● Work to complete: From the entries below, return only the lines starting at the one that contains "Target: gold chain necklace" and ending at the one that contains "Where can the out-of-focus", exactly as they stand.

● Input for this task:
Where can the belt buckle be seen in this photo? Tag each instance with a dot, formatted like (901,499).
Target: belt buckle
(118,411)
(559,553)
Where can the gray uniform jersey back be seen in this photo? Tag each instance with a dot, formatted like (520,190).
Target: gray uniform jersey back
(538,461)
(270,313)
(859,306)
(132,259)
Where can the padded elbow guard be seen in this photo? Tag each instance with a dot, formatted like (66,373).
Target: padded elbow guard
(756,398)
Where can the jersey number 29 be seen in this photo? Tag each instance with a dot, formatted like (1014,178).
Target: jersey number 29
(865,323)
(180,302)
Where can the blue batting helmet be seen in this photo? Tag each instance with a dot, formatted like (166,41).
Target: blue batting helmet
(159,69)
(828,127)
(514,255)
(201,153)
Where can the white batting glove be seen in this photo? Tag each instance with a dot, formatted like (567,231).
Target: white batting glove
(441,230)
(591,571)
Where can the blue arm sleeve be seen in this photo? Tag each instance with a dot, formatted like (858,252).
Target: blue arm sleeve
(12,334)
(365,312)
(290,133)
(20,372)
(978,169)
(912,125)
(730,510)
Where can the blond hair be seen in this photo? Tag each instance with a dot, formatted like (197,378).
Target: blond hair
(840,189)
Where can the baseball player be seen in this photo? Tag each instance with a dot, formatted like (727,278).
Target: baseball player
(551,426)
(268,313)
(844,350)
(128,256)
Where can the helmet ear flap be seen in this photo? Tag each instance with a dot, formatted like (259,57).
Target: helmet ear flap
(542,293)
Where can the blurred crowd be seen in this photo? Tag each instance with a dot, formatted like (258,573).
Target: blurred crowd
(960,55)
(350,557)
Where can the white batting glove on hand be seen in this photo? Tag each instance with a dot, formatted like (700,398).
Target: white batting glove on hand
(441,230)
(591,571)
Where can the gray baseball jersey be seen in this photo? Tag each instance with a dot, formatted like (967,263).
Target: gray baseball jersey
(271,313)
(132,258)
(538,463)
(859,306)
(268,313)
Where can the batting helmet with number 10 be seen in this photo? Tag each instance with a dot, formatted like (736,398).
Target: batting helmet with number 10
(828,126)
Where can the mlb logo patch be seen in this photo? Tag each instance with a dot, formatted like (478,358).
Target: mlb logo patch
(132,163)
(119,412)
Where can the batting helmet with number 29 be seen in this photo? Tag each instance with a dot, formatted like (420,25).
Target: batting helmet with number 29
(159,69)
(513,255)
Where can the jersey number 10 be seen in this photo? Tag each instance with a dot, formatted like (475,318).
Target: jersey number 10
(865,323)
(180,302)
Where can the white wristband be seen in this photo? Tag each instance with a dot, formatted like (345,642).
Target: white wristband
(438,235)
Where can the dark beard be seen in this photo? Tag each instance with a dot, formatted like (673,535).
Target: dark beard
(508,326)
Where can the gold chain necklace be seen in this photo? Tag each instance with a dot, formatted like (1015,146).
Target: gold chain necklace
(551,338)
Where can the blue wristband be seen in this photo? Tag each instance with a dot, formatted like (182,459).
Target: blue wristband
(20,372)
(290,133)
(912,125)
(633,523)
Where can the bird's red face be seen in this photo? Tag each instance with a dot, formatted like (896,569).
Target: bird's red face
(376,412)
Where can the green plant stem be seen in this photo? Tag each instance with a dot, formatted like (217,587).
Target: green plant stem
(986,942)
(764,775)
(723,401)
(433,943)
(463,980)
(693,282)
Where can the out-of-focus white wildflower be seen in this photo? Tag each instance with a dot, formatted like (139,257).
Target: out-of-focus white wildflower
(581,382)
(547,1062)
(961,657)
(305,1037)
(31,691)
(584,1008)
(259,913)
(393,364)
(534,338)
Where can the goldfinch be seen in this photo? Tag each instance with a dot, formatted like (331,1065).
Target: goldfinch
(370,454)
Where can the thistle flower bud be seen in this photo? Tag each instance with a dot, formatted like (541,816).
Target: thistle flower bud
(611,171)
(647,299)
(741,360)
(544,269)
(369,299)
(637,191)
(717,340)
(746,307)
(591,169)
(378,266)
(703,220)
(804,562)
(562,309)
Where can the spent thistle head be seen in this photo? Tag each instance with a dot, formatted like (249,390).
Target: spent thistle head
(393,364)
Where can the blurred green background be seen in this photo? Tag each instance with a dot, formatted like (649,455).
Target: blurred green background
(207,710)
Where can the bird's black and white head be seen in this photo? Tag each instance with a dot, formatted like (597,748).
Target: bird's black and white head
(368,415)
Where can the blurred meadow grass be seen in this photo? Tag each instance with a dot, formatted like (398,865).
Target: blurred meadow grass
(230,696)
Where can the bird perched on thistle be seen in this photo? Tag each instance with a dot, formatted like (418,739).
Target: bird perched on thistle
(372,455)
...
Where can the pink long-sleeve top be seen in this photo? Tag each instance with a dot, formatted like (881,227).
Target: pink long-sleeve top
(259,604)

● Exercise output:
Target: gold chain necklace
(551,338)
Where can the blue wristband be seen in this photo? Tag each instance with a dot, formatted like (182,459).
Target: blue wristband
(20,372)
(290,133)
(912,125)
(633,523)
Where can the bird's red face be seen in this photo? Tag each instance with a dot, formatted like (896,569).
Target: bird's red face
(376,412)
Where can the green plant stem be seen in this photo? Tag each instance with a dot, formatted like (217,587).
Target: green plant stem
(986,942)
(764,775)
(723,401)
(433,943)
(463,980)
(693,282)
Where can the out-of-focus white wildflower be seen in this photo? Tag each instance with a dot, formatted like (139,257).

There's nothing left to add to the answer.